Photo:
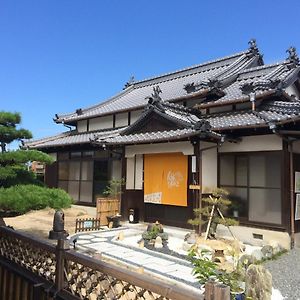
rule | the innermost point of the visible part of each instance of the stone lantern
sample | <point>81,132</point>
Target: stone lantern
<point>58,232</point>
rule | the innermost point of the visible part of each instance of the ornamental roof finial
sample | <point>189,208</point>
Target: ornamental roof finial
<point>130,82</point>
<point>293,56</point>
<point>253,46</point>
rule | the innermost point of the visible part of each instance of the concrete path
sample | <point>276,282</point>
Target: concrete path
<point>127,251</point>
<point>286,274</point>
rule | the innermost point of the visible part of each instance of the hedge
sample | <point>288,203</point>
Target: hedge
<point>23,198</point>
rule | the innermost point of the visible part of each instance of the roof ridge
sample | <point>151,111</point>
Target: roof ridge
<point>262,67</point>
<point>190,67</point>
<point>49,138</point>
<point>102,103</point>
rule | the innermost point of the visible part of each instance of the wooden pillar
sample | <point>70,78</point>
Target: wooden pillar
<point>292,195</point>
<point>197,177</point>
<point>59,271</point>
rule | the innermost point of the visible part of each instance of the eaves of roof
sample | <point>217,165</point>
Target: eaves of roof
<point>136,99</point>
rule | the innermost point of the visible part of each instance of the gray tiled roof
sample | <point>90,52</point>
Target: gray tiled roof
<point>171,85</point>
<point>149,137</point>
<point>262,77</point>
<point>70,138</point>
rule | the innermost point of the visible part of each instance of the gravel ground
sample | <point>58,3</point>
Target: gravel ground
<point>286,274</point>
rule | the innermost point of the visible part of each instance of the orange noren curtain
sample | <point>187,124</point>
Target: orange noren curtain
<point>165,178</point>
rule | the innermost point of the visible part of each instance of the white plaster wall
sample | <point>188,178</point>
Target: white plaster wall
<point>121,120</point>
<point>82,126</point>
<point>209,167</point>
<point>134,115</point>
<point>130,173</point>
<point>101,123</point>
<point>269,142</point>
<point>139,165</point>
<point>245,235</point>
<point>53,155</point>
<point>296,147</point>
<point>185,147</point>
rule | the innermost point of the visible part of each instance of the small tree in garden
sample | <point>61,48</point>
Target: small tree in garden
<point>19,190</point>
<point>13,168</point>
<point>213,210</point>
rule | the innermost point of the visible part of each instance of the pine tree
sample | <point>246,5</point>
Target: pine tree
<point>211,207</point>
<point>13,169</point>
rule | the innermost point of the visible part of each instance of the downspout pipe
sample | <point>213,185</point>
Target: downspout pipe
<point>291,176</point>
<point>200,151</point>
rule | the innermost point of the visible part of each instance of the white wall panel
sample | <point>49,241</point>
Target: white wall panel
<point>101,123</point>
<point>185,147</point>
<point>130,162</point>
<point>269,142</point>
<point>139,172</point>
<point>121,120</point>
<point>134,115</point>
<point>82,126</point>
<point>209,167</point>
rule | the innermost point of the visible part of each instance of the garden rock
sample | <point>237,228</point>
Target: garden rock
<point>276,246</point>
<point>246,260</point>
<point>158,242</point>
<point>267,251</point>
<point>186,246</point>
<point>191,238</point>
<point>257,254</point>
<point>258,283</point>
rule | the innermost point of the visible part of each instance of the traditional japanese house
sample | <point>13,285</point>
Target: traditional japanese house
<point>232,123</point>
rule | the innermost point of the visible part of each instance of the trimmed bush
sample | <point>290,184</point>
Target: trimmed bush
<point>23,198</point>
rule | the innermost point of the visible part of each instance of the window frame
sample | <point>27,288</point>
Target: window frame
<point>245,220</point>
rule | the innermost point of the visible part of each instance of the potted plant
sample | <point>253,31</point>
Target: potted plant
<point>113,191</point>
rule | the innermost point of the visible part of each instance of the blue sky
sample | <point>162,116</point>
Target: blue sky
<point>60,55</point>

::::

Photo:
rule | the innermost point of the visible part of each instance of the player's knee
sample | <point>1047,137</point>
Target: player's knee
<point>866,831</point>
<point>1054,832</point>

::::

Activity
Keeping every character as it is, restate the lines above that run from the line with "sample | <point>90,52</point>" through the line with "sample | <point>58,3</point>", both included, and nothing else.

Answer section
sample | <point>90,52</point>
Target: gray tiled roof
<point>171,85</point>
<point>149,137</point>
<point>262,77</point>
<point>70,138</point>
rule | the innermost point of the visible part of each instance of the gravel ground
sample | <point>58,3</point>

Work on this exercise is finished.